▶ _Exercise passage_
◇ ◇ ◇ ◇ ◇
The Mirage III was chosen over the Lockheed F-104G primarily for reasons of the American fighters being unsuitable for RAAF purposes in areas of aircraft handling, engine reliability, ferry range as well as being too expensive, too few and requiring higher quality airfields not yet constructed by Australia. The Mirage, whilst not perfectly fitting for RAAF requirements itself, could be customized and was already ready to serve as a multi purpose aircraft. It was arranged that Dassault would work with the Australian air force to modify the Mirage in various ways based on the initial report from the Australian team upon assessing costs, engineering, maintenance, licence production and delivery schedule.

The Commonwealth Aircraft Corporation (CAC) in Australia was still running its production facilities from when it was tasked with the creation of the previous Sabre aircraft and was brought into the project along with the Melbourne based Government Aircraft Factories (GAF) which had served as the Department of Aircraft Production for the Australian Government during World War II. These companies would help with the manufacturing side of the customisation process of the Mirage III as an Australian contribution and were tasked with cooperating with Dassault, receiving production drawings, technical data, aircraft parts, materials and equipment from GAMID. The CAC was prepared for this manner of interaction due to its history of participating with joint aircraft projects with US and UK designs. According to the two senior Australian engineers on the project Ted Bennet and Pierce Talbot, "the opportunity to become involved in the production of a supersonic fighter was received with great enthusiasm."
◇ ◇ ◇ ◇ ◇
▶ _Data under study_

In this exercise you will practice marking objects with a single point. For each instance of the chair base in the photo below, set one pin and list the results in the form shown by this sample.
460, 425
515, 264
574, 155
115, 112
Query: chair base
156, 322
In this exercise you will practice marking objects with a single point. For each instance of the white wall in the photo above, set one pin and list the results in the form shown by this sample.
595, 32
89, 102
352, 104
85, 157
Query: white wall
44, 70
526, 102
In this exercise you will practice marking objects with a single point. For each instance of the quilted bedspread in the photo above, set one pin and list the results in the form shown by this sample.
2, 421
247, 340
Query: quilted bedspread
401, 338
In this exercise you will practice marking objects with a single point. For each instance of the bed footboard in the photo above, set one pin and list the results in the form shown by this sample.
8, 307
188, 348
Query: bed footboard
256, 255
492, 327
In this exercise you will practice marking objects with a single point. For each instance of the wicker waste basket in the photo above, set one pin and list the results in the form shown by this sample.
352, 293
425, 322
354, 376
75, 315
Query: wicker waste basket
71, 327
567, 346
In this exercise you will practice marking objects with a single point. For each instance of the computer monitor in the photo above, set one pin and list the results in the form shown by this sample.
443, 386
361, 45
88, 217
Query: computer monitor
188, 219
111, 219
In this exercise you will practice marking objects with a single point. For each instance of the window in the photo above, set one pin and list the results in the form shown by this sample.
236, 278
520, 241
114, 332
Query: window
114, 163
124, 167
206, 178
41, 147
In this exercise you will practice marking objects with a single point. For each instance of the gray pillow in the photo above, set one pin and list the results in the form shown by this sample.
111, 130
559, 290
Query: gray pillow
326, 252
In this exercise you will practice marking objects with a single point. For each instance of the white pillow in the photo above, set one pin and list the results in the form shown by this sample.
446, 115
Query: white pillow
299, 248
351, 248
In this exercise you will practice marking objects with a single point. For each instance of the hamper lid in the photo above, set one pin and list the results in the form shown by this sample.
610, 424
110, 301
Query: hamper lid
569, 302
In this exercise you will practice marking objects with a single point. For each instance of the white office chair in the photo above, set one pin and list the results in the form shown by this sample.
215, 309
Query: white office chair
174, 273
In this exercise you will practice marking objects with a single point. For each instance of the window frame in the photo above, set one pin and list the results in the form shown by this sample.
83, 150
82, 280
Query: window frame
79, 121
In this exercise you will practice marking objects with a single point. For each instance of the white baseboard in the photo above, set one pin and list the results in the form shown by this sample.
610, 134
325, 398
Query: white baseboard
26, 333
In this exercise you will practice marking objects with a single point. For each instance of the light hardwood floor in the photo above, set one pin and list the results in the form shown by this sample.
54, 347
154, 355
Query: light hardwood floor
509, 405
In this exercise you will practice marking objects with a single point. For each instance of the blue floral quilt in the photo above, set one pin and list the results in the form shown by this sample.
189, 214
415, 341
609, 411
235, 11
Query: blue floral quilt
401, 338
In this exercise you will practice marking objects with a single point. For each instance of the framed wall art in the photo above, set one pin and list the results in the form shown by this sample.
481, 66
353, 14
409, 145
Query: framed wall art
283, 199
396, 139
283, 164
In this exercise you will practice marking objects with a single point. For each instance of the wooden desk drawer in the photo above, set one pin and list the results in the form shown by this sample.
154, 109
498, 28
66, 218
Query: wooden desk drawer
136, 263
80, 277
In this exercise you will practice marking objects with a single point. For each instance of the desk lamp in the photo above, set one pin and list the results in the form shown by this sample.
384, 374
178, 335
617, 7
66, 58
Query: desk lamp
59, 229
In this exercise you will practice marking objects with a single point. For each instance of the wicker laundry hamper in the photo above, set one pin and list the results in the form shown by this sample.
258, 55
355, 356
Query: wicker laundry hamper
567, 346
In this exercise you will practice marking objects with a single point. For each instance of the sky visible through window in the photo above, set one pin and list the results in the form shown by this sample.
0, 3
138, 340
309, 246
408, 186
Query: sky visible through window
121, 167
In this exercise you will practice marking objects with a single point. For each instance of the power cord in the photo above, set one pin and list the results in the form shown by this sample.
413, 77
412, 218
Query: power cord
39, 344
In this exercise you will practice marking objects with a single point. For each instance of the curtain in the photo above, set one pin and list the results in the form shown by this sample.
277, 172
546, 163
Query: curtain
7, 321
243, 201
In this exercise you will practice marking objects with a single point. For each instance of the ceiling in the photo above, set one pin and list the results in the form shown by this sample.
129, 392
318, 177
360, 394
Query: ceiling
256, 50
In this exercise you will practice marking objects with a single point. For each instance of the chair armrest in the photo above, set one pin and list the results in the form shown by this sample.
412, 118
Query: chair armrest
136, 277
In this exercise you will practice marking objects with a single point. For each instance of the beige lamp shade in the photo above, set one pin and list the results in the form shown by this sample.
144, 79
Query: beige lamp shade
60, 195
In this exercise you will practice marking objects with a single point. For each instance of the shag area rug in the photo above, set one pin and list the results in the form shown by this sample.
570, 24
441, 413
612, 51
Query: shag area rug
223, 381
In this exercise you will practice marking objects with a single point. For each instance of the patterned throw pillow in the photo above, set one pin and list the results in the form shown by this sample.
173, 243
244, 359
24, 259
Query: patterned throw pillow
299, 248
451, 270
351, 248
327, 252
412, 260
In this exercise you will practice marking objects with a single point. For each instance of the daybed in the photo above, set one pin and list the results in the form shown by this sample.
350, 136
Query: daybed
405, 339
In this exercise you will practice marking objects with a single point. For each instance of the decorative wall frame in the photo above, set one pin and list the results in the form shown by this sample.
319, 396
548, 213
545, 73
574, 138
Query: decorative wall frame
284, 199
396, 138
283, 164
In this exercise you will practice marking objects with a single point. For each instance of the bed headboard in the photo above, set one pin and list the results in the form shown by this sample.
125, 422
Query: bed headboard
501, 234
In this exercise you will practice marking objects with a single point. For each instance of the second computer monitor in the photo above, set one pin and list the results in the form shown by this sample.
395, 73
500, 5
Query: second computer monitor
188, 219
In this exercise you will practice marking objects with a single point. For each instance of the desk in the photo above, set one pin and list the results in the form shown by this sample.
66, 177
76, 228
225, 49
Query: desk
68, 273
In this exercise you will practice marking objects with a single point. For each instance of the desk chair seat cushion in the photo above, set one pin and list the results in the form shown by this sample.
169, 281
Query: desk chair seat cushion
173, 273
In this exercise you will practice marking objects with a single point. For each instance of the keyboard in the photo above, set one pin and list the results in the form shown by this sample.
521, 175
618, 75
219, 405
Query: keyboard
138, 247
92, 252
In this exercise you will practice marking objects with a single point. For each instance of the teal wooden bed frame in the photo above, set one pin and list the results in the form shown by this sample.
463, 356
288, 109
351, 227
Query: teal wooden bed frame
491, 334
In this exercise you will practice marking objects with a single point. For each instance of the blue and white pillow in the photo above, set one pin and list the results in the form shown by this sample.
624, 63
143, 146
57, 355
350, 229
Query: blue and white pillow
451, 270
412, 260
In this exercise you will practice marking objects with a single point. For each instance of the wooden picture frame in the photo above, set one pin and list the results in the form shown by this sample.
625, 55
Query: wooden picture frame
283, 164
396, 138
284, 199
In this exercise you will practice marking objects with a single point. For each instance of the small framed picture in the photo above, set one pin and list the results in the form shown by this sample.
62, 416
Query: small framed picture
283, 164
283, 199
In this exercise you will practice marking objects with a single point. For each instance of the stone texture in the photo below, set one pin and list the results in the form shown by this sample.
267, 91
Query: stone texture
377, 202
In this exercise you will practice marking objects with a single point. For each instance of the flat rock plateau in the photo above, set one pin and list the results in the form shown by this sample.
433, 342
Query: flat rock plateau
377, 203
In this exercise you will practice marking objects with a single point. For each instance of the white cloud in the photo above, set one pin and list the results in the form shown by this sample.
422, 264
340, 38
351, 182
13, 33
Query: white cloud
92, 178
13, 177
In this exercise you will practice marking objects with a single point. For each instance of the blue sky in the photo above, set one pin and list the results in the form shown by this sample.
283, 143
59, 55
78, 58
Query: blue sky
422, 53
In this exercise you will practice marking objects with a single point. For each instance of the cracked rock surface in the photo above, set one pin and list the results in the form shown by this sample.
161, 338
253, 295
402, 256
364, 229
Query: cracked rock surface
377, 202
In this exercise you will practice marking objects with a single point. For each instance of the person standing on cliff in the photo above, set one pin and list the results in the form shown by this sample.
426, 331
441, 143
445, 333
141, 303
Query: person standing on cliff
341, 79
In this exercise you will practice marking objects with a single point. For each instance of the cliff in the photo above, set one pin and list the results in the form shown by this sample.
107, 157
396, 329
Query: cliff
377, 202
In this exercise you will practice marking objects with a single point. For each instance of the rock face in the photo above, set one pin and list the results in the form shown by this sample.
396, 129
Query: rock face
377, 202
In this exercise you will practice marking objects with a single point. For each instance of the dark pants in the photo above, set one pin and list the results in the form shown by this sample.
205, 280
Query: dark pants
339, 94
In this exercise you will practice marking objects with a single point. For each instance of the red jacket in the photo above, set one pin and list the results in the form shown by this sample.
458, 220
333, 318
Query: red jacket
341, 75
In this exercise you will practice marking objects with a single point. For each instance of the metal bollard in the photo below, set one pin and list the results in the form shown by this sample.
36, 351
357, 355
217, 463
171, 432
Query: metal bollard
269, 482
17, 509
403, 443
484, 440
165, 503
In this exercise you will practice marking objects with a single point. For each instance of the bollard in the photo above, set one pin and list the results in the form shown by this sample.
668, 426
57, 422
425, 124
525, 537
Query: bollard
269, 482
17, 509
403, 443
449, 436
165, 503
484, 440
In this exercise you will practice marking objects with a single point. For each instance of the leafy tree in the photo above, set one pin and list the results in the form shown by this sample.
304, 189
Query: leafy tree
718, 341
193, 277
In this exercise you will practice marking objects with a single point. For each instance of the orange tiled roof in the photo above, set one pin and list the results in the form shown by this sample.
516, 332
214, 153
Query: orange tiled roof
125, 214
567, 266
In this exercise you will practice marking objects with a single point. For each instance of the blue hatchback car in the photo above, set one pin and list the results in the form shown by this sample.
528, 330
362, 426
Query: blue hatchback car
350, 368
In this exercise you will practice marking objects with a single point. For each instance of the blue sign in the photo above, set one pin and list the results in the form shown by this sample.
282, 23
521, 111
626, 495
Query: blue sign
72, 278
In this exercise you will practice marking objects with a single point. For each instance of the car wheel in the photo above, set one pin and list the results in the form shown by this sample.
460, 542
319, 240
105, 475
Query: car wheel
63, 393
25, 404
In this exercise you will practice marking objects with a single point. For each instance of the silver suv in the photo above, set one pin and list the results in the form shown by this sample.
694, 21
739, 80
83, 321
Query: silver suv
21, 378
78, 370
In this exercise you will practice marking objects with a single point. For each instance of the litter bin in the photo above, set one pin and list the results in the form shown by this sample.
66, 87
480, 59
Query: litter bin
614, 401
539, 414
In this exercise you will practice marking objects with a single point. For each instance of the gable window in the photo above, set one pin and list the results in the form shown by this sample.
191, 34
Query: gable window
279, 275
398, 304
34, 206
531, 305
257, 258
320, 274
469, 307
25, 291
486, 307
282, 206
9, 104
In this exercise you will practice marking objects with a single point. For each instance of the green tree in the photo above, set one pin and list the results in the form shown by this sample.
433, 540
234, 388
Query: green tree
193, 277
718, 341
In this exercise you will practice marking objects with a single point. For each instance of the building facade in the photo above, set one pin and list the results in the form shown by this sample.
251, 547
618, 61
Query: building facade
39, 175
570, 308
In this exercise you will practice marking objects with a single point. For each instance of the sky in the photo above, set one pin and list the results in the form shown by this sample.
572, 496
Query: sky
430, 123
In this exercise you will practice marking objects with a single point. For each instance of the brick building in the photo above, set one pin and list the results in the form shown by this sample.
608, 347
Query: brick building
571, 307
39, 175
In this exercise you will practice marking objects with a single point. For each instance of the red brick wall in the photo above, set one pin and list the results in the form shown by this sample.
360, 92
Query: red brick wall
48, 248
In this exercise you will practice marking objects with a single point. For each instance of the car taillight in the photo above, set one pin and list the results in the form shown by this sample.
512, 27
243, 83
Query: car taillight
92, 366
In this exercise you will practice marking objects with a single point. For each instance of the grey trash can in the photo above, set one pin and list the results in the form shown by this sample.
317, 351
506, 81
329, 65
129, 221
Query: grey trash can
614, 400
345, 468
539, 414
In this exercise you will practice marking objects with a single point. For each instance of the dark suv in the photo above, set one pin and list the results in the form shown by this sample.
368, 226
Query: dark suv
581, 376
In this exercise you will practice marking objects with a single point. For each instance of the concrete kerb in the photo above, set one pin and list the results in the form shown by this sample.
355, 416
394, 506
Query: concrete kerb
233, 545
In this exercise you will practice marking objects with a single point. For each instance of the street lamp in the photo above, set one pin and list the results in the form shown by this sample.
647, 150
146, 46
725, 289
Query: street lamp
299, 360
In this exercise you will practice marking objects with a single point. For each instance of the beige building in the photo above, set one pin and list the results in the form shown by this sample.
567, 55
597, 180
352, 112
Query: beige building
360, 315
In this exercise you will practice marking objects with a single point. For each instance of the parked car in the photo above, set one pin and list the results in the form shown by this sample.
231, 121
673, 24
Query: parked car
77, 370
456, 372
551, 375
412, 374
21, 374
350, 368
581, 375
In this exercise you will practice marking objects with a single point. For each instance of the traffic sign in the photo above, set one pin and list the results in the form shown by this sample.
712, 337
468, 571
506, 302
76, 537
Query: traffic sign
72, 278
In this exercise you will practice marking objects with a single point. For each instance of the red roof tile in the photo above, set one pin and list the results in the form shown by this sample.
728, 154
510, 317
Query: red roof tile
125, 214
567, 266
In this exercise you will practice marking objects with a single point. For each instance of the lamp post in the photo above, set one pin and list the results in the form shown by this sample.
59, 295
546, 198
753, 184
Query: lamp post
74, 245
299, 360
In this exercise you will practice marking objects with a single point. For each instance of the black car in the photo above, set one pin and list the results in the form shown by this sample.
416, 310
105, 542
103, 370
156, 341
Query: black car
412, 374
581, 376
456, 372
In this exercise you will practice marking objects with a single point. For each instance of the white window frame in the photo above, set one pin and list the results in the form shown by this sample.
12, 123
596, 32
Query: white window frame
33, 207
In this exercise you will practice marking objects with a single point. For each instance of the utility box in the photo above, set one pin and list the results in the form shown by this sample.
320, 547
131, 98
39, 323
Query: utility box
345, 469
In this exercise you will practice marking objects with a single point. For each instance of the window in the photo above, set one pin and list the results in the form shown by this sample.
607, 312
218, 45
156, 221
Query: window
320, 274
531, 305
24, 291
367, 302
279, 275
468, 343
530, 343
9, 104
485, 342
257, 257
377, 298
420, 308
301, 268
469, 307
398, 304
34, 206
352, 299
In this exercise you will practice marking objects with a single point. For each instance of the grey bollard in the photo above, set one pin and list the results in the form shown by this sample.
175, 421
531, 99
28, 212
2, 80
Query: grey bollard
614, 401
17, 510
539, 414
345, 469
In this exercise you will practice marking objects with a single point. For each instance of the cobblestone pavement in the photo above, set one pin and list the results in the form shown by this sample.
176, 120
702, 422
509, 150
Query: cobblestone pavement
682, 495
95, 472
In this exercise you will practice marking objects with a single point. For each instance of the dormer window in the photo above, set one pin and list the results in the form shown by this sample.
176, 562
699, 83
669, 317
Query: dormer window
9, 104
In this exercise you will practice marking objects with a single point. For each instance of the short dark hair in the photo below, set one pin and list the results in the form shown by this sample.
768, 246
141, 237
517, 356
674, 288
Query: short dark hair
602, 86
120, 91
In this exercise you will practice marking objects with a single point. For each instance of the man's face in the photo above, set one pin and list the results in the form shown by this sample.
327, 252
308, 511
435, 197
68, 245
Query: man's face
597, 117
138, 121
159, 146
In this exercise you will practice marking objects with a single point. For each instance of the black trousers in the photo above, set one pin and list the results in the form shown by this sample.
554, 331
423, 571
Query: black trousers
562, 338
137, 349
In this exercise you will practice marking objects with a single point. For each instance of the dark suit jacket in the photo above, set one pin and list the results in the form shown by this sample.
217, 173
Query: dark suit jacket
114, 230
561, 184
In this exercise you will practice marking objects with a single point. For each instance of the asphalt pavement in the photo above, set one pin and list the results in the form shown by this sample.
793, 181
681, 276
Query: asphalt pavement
◇ ◇ ◇ ◇ ◇
▶ _Work to complete_
(1) Return the passage from the Mirage III text above, between "The Mirage III was" and "and delivery schedule.", inclusive.
(2) Supply the next part of the Mirage III text, picking up where it stops.

▶ _Answer list_
(1)
The Mirage III was chosen over the Lockheed F-104G primarily for reasons of the American fighters being unsuitable for RAAF purposes in areas of aircraft handling, engine reliability, ferry range as well as being too expensive, too few and requiring higher quality airfields not yet constructed by Australia. The Mirage, whilst not perfectly fitting for RAAF requirements itself, could be customized and was already ready to serve as a multi purpose aircraft. It was arranged that Dassault would work with the Australian air force to modify the Mirage in various ways based on the initial report from the Australian team upon assessing costs, engineering, maintenance, licence production and delivery schedule.

(2)
Specific parts were carefully chosen to be entirely manufactured in Australia in a strategic manner to save on costs judging by the competitive market at the time. Many of these were selected with a long term vision in mind, being the more disposable and consumable materials that would otherwise need to be purchased continually throughout the service lifetime of the aircraft. This decision was made because a trend was identified in the earlier use of aircraft by the RAAF, in which most were kept in service by spending on maintenance as long as possible rather than investing in new aircraft. This would allow Australia to manufacture replacements of those necessary parts which would wear out the fastest even after no more Mirages were produced by Dassault. The most important customization choices made by the RAAF were the powerplant, avionics and weapons. The British Rolls-Royce Avon engine, having been proved effective serving in both the Sabre and Canberra, was preferred and a Mirage IIIA with a RB146 Avon 67 turbojet engine was created and tested in February 1961. However, due to issues of expense the French Safran Aircraft Engines (SNECMA) ATAR 9C advertised in the original designs was used thereafter. The first RAAF model created, the A3-1, was handed over to Australia in 1963 and the second, the A3-2, was kept in France. These served as experimental prototypes, testing the modifications as they were implemented. Two completed aircraft packages were sent to GAF for assembly and saw the first Australian flight test in November 1963 in the A3-3 by Squadron leader Bill Collings at Avalon. The A3-16 was the first to include the chosen parts provided by the Australian manufacturers as they took over from Dassault. 60 of these aircraft were ordered by the RAAF not including 10 double seated aircraft for pilot training.